__GIVEN PASSAGE__:
Karuvelam Pookkal is a 2000 Indian Tamil-language film, directed by Poomani. It was jointly produced by National Film Development Corporation of India, and Doordarshan. It stars Nasser, Raadhika, Thalaivasal Vijay and Charle among others. The film's Music is composed by Ilaiyaraaja.

Plot
It is a graphic picture of the abject misery of the rural poor. Its hard hitting message screams at you from the screen, loud and clear. Hitherto, there seemed to be only a couple of angles to Child labour in India, viz., children losing out on their carefree childhood and basic formal education. But there are so many other unthought of issues too, says scriptwriter and director Poomani, through the film Karuvelam Pookkal, jointly produced by NFDC and Doordarshan.

__EXTRACTED RECORDS__:

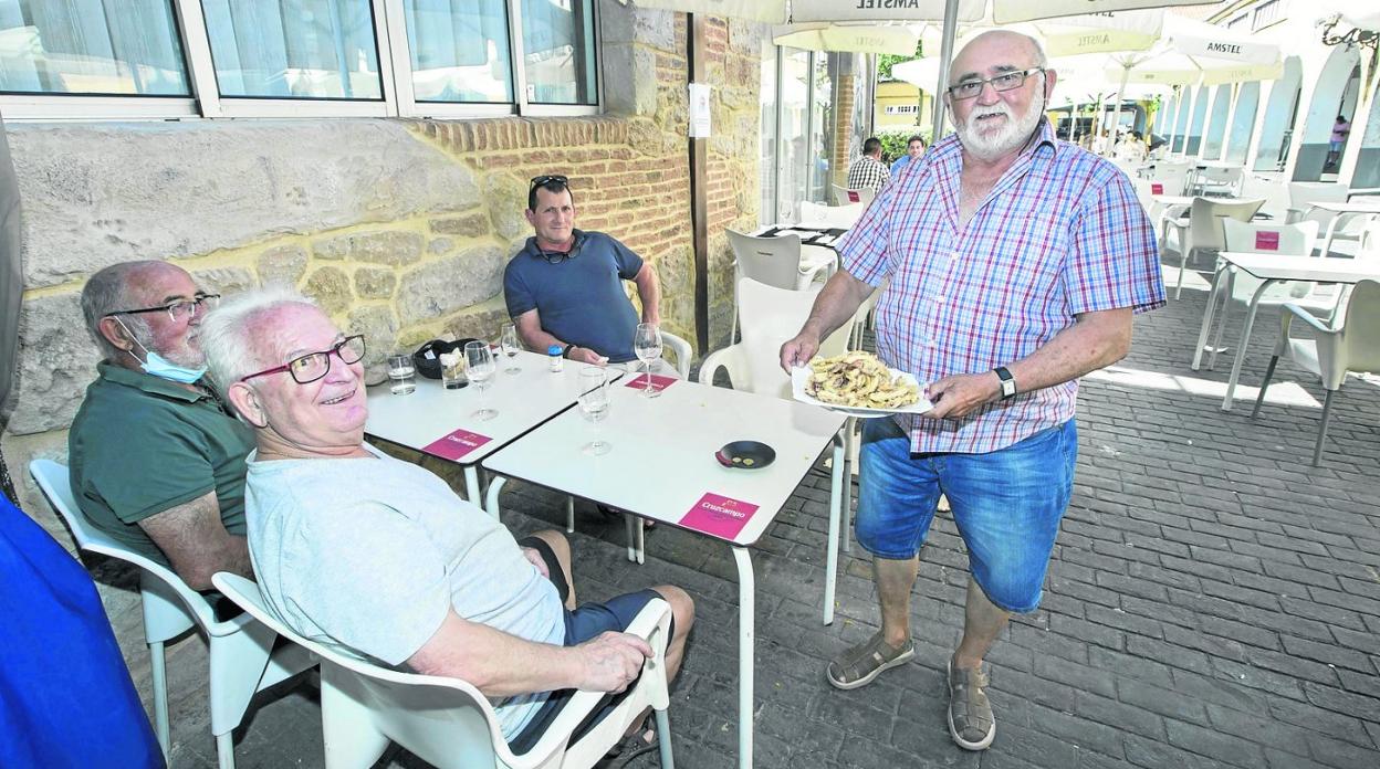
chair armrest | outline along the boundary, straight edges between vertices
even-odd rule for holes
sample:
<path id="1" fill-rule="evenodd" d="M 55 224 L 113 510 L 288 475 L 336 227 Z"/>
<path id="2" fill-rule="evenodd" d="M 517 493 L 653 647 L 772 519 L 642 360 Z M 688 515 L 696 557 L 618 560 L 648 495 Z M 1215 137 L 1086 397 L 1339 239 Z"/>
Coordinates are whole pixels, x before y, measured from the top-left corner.
<path id="1" fill-rule="evenodd" d="M 733 380 L 734 387 L 744 387 L 747 380 L 742 362 L 742 345 L 730 345 L 722 350 L 715 350 L 700 361 L 698 380 L 701 384 L 712 386 L 713 375 L 722 368 L 729 372 L 729 379 Z"/>
<path id="2" fill-rule="evenodd" d="M 676 354 L 676 371 L 680 373 L 680 379 L 690 379 L 690 360 L 694 356 L 690 351 L 690 343 L 669 331 L 661 332 L 661 343 Z"/>

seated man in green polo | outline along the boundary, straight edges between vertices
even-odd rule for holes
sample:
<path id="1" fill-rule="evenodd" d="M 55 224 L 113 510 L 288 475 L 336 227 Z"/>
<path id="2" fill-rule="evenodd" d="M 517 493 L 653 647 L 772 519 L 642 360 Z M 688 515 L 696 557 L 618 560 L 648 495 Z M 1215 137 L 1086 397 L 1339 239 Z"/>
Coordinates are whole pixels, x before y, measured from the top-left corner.
<path id="1" fill-rule="evenodd" d="M 81 513 L 200 591 L 215 572 L 253 579 L 244 456 L 254 435 L 201 378 L 195 339 L 217 298 L 166 262 L 91 276 L 81 311 L 105 360 L 68 434 Z"/>

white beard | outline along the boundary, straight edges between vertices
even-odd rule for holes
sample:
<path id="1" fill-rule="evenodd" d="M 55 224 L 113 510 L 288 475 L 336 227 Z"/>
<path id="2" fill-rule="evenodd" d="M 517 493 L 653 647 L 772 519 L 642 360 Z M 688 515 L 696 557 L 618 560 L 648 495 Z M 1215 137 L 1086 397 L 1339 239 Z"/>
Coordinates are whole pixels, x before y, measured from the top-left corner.
<path id="1" fill-rule="evenodd" d="M 1043 83 L 1041 83 L 1041 85 L 1043 87 Z M 1035 131 L 1035 125 L 1039 124 L 1039 119 L 1043 113 L 1043 92 L 1036 99 L 1031 101 L 1025 114 L 1020 117 L 1012 114 L 1010 105 L 998 101 L 995 105 L 974 106 L 973 112 L 969 113 L 967 120 L 955 125 L 954 131 L 958 132 L 958 138 L 963 143 L 965 150 L 967 150 L 973 157 L 989 163 L 1012 150 L 1020 149 Z M 978 124 L 978 117 L 987 114 L 1005 114 L 1006 120 L 1002 123 L 1000 128 L 984 132 Z"/>

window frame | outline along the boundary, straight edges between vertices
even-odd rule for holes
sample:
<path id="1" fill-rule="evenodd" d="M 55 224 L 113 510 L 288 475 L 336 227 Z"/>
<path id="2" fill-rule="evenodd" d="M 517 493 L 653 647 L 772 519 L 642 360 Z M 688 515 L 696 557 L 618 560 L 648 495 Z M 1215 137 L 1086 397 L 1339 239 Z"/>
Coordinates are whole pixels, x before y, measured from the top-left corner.
<path id="1" fill-rule="evenodd" d="M 592 14 L 595 52 L 595 103 L 555 105 L 527 102 L 523 55 L 523 0 L 505 0 L 508 11 L 509 66 L 513 77 L 512 102 L 418 102 L 413 92 L 413 70 L 403 0 L 368 0 L 374 18 L 378 52 L 379 99 L 291 99 L 222 96 L 211 59 L 201 0 L 168 0 L 178 45 L 186 68 L 188 96 L 113 96 L 83 94 L 0 94 L 0 113 L 11 121 L 112 121 L 112 120 L 196 120 L 196 119 L 284 119 L 284 117 L 410 117 L 465 120 L 484 117 L 580 117 L 604 112 L 603 30 L 599 3 L 588 3 Z"/>

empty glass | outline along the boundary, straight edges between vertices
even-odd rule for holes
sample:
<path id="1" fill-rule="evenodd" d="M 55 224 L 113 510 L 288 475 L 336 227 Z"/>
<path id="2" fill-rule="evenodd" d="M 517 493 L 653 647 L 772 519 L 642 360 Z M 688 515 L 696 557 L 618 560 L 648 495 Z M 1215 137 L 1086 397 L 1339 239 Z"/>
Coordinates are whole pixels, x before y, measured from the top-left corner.
<path id="1" fill-rule="evenodd" d="M 489 349 L 489 342 L 465 345 L 465 373 L 469 376 L 469 382 L 479 389 L 479 411 L 472 415 L 475 419 L 484 420 L 498 416 L 497 411 L 484 405 L 489 384 L 497 372 L 498 364 L 494 362 L 494 353 Z"/>
<path id="2" fill-rule="evenodd" d="M 388 356 L 388 389 L 395 396 L 407 396 L 417 389 L 411 356 Z"/>
<path id="3" fill-rule="evenodd" d="M 661 357 L 661 329 L 657 328 L 657 324 L 638 324 L 638 335 L 632 339 L 632 351 L 638 353 L 638 360 L 647 367 L 647 386 L 642 390 L 643 397 L 660 396 L 661 390 L 651 389 L 651 362 Z"/>
<path id="4" fill-rule="evenodd" d="M 522 368 L 518 365 L 518 350 L 522 350 L 522 345 L 518 343 L 518 327 L 508 322 L 504 324 L 504 335 L 500 338 L 498 343 L 504 349 L 504 357 L 508 358 L 508 368 L 504 373 L 518 373 Z"/>
<path id="5" fill-rule="evenodd" d="M 599 423 L 609 416 L 609 375 L 599 367 L 580 369 L 580 415 L 595 426 L 595 438 L 582 451 L 595 456 L 609 453 L 613 445 L 599 438 Z"/>

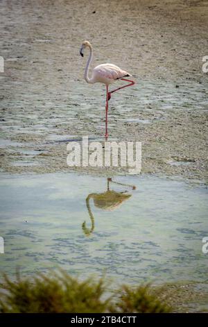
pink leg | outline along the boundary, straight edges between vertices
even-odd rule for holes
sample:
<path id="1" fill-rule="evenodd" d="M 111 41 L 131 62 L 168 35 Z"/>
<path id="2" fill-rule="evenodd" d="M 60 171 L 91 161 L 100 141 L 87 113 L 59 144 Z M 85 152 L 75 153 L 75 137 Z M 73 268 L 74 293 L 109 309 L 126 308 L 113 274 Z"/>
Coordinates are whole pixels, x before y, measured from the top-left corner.
<path id="1" fill-rule="evenodd" d="M 108 99 L 109 99 L 109 93 L 108 93 L 108 85 L 106 86 L 106 105 L 105 105 L 105 138 L 107 138 L 107 111 L 108 111 Z"/>
<path id="2" fill-rule="evenodd" d="M 132 81 L 131 79 L 121 79 L 122 81 L 129 81 L 130 83 L 129 84 L 124 85 L 123 86 L 121 86 L 121 88 L 116 88 L 115 90 L 113 90 L 111 92 L 109 92 L 108 93 L 108 97 L 107 97 L 108 100 L 110 100 L 110 99 L 111 98 L 112 93 L 114 93 L 114 92 L 116 92 L 119 90 L 121 90 L 121 88 L 127 88 L 128 86 L 131 86 L 132 85 L 135 84 L 135 82 L 134 82 L 134 81 Z"/>

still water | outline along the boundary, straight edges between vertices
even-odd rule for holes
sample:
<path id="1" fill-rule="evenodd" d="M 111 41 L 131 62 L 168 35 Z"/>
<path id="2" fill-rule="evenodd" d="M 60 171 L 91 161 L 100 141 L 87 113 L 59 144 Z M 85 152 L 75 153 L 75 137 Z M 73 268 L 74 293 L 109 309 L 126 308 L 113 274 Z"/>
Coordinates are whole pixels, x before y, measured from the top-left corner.
<path id="1" fill-rule="evenodd" d="M 0 193 L 1 272 L 10 277 L 17 266 L 24 276 L 59 266 L 118 283 L 207 280 L 204 187 L 145 175 L 2 174 Z"/>

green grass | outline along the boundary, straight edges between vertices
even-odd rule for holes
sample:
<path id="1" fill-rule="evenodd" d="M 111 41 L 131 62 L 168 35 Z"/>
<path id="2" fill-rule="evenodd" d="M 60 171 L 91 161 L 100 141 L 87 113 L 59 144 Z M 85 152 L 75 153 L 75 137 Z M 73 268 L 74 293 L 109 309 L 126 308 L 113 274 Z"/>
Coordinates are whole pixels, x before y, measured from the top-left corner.
<path id="1" fill-rule="evenodd" d="M 111 294 L 111 295 L 109 295 Z M 104 278 L 79 280 L 64 271 L 15 282 L 6 276 L 0 289 L 0 312 L 168 312 L 171 308 L 148 285 L 110 291 Z"/>

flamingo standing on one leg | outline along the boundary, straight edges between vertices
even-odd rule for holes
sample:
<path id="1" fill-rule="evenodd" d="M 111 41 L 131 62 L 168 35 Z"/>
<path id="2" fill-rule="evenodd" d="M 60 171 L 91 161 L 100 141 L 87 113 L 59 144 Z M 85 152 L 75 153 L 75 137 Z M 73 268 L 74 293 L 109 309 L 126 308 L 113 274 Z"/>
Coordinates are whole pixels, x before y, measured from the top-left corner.
<path id="1" fill-rule="evenodd" d="M 85 41 L 82 44 L 80 47 L 80 54 L 82 57 L 84 56 L 83 51 L 86 47 L 89 48 L 89 56 L 87 61 L 87 66 L 85 68 L 85 79 L 87 83 L 103 83 L 106 86 L 106 105 L 105 105 L 105 138 L 107 138 L 107 111 L 108 111 L 108 101 L 111 98 L 111 95 L 114 92 L 118 91 L 119 90 L 121 90 L 121 88 L 127 88 L 128 86 L 130 86 L 134 85 L 135 82 L 131 81 L 130 79 L 123 79 L 123 77 L 126 77 L 130 75 L 128 72 L 125 70 L 123 70 L 119 67 L 113 65 L 112 63 L 103 63 L 102 65 L 98 65 L 98 66 L 95 67 L 92 71 L 92 75 L 91 79 L 89 78 L 88 72 L 89 72 L 89 67 L 91 63 L 92 59 L 92 47 L 89 42 Z M 108 86 L 110 84 L 112 84 L 114 82 L 116 79 L 121 79 L 122 81 L 126 81 L 128 82 L 130 82 L 130 83 L 125 85 L 124 86 L 121 86 L 120 88 L 116 88 L 111 92 L 108 91 Z"/>

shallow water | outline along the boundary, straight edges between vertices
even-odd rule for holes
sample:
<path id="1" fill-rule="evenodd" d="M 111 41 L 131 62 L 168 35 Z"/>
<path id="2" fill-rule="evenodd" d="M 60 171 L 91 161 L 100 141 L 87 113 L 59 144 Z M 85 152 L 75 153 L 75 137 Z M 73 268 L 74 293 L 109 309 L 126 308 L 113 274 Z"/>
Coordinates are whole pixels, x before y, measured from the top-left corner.
<path id="1" fill-rule="evenodd" d="M 60 266 L 83 277 L 106 272 L 118 283 L 207 280 L 205 188 L 121 176 L 113 181 L 131 186 L 110 181 L 116 193 L 107 196 L 103 177 L 2 174 L 1 180 L 1 271 L 10 277 L 17 266 L 26 276 Z M 85 234 L 84 221 L 92 229 L 89 213 L 94 228 Z"/>

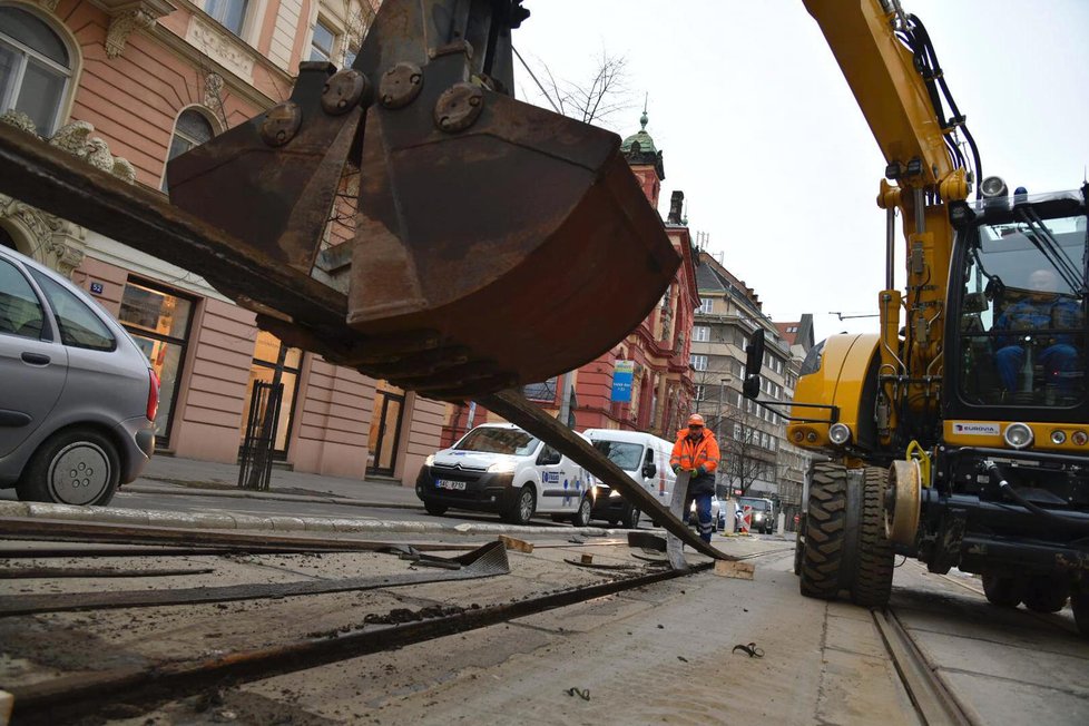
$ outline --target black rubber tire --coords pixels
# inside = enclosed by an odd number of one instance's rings
[[[511,524],[526,524],[533,518],[537,511],[537,496],[533,487],[526,484],[518,490],[518,496],[512,498],[507,510],[507,521]]]
[[[1033,577],[1024,583],[1021,601],[1033,612],[1058,612],[1070,597],[1070,583],[1061,577]]]
[[[889,472],[866,467],[862,479],[862,516],[859,520],[859,553],[851,599],[865,608],[883,608],[892,595],[895,556],[885,537],[884,496]]]
[[[105,507],[114,499],[120,475],[120,458],[109,439],[94,429],[67,429],[38,447],[16,491],[22,501]]]
[[[1024,596],[1024,583],[1013,577],[983,576],[983,595],[988,602],[1002,608],[1016,608]]]
[[[807,598],[835,599],[841,589],[840,566],[847,522],[846,468],[831,462],[813,464],[805,517],[798,588]]]
[[[620,520],[620,526],[625,529],[639,529],[639,518],[642,517],[640,512],[635,507],[628,507],[624,510],[624,519]]]
[[[1073,610],[1078,632],[1089,638],[1089,581],[1082,580],[1071,588],[1070,609]]]
[[[578,510],[571,514],[571,524],[575,527],[586,527],[590,523],[590,511],[593,509],[593,502],[590,501],[589,497],[583,497],[579,501]]]
[[[798,522],[798,531],[794,536],[794,573],[802,575],[802,558],[805,552],[805,520]]]
[[[442,517],[443,514],[447,513],[447,510],[450,509],[442,502],[436,502],[431,499],[423,500],[423,508],[428,510],[429,514],[433,514],[435,517]]]

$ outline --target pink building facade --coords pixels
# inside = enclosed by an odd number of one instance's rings
[[[284,100],[298,63],[354,57],[356,0],[0,0],[0,114],[134,184]],[[0,244],[69,275],[163,379],[160,453],[237,460],[256,381],[281,342],[199,276],[0,195]],[[296,470],[411,485],[443,405],[298,350],[283,355],[278,457]]]

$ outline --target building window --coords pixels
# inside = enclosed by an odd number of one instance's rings
[[[249,382],[246,384],[245,409],[242,412],[242,439],[246,436],[246,422],[249,421],[249,406],[253,404],[254,381],[272,383],[276,375],[276,364],[283,353],[279,383],[283,385],[283,398],[279,401],[279,418],[276,420],[276,431],[273,434],[273,455],[284,459],[287,455],[287,442],[295,413],[295,394],[298,392],[298,372],[303,364],[303,352],[297,347],[285,346],[272,333],[259,331],[254,346],[253,365],[249,367]],[[262,412],[262,416],[264,412]]]
[[[198,110],[188,108],[178,116],[177,124],[174,125],[174,138],[170,139],[170,153],[167,161],[182,156],[195,146],[200,146],[212,140],[215,130],[212,124]],[[168,192],[166,185],[166,173],[163,174],[161,189]]]
[[[71,76],[60,36],[26,10],[0,7],[0,114],[22,111],[39,136],[52,136]]]
[[[556,382],[557,376],[552,376],[547,381],[540,383],[530,383],[529,385],[522,386],[522,393],[530,401],[544,401],[547,403],[556,403]]]
[[[310,41],[311,60],[333,60],[333,49],[336,47],[336,33],[318,20],[314,24],[314,38]]]
[[[166,447],[170,441],[170,423],[189,337],[193,301],[130,279],[125,284],[117,318],[159,376],[155,436],[159,445]]]
[[[224,28],[242,37],[242,26],[246,22],[248,0],[207,0],[204,11]]]

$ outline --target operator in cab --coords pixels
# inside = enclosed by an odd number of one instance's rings
[[[677,432],[677,443],[673,445],[669,465],[675,473],[689,471],[688,491],[685,494],[687,512],[696,500],[696,517],[699,520],[699,539],[710,543],[715,523],[710,519],[710,499],[715,493],[715,471],[720,454],[715,434],[704,426],[704,418],[698,413],[688,416],[688,428]]]

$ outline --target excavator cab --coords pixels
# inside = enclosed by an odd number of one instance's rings
[[[951,307],[959,418],[1083,422],[1087,416],[1086,212],[1079,193],[961,212],[963,285]],[[1031,413],[1030,413],[1031,412]]]
[[[528,14],[385,0],[352,68],[302,63],[290,100],[173,160],[176,206],[346,302],[300,320],[209,282],[282,339],[440,400],[570,371],[635,328],[680,257],[615,134],[511,96]],[[351,238],[332,244],[333,218]]]

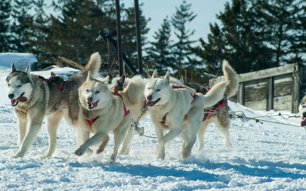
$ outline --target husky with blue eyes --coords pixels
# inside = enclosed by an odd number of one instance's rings
[[[24,156],[41,127],[45,115],[54,111],[55,108],[78,101],[78,87],[86,80],[89,71],[95,76],[98,74],[101,61],[99,53],[93,54],[80,73],[73,75],[66,80],[63,76],[51,76],[45,79],[31,74],[28,66],[24,71],[17,70],[13,63],[6,78],[6,87],[17,119],[20,147],[13,157]],[[76,129],[79,134],[79,110],[78,105],[70,106],[46,116],[49,147],[41,158],[51,156],[54,152],[56,145],[56,131],[63,116],[69,126]],[[80,142],[78,136],[77,142]]]
[[[222,99],[228,83],[216,84],[206,95],[196,94],[187,86],[171,85],[169,71],[161,78],[155,70],[146,85],[144,95],[157,137],[154,152],[158,158],[164,159],[165,144],[178,135],[183,140],[182,157],[191,154],[204,117],[204,107],[211,107]],[[165,135],[164,130],[169,131]]]

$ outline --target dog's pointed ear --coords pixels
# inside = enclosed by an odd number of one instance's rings
[[[29,77],[29,78],[31,78],[31,75],[30,73],[30,65],[28,65],[28,66],[27,67],[27,68],[25,68],[25,70],[24,71],[24,72],[28,75],[28,77]]]
[[[92,75],[91,75],[91,72],[90,71],[88,71],[88,74],[87,75],[87,80],[90,80],[93,79],[94,78],[92,77]]]
[[[166,75],[164,77],[164,81],[166,82],[166,83],[168,84],[170,84],[170,75],[169,74],[169,71],[167,71]]]
[[[180,79],[180,81],[181,83],[183,84],[183,85],[184,85],[184,79],[183,78],[183,76],[181,76],[181,79]]]
[[[153,74],[152,74],[152,76],[151,77],[151,78],[157,78],[157,69],[155,69],[155,70],[154,71],[154,72],[153,72]]]
[[[119,79],[118,80],[118,83],[121,84],[123,84],[124,82],[124,80],[125,79],[125,75],[124,74],[121,76],[121,77],[120,77]]]
[[[11,73],[12,73],[14,72],[16,72],[17,71],[17,69],[16,69],[16,67],[15,67],[15,64],[14,64],[14,63],[12,64],[12,66],[11,67]]]
[[[108,79],[108,83],[111,84],[112,83],[112,80],[114,78],[113,77],[113,76],[111,74],[110,74],[109,73],[108,74],[107,74],[107,75],[109,76],[109,79]]]
[[[105,78],[102,80],[101,81],[102,82],[103,82],[105,84],[106,84],[107,86],[108,85],[108,81],[110,80],[110,76],[108,75],[107,76],[105,77]]]

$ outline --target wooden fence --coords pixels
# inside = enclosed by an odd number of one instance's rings
[[[300,101],[306,94],[306,67],[294,64],[238,75],[236,98],[229,99],[256,110],[298,112]],[[209,86],[224,80],[209,80]]]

__WHAT YOU HAVE TO DO__:
Continue the Karuvelam Pookkal film article from the point where it stops.

__EXERCISE RESPONSE__:
Karisalkulam, a small village, is inhabited mainly by Farmers. When the arid land offers them nothing but penury, enter the match factory owners from nearby villages. They lure the credulous, illiterate villagers into sending their daughters to work at the factories from dawn to much after dusk. The initial euphoria of a steady income givesway to despair, as is clearly brought out through the story of Nallamuthu (Nasser), his wife Vadivu (Raadhika) and their three children. Mariyappan (Charle) is the Match factory agent in charge of finding child labourers for the factory. While the children slog in the factories the men of the household become lazy appendages who spend their time getting drunk. Nasser, as the cynical father, who does not wish to get his daughter married because he does not want to forgo the income, has rendered a splendid performance in Karuvelam Pookal. Mention must be made of the scenes in which he cries aloud at his tragedies and when his impotent anger is turned towards the agents of the match factories. Radhika's is another sterling portrayal. In the role of a responsible mother caught between her husband's apathy and avarice and her children's untold suffering, she indeed lives the character. Sonia is the eldest daughter, Dhanalakshmi. Caught in the quagmire of drudgery and in the strangulating web of poverty, she seeks a way out, but sadly the respite is too short lived. A convincing essay by the young Actress. The visuals of the opening sequences transport you to the days of Bharatiraja's movie 16 Vayadhinilae. The beautifully captured rustic ambience is another creditable show by Thangar Bachan who has wielded the camera. The dialect, the innocent humour, the openness and the gullibility – Poomani presents them all with absolute vividness.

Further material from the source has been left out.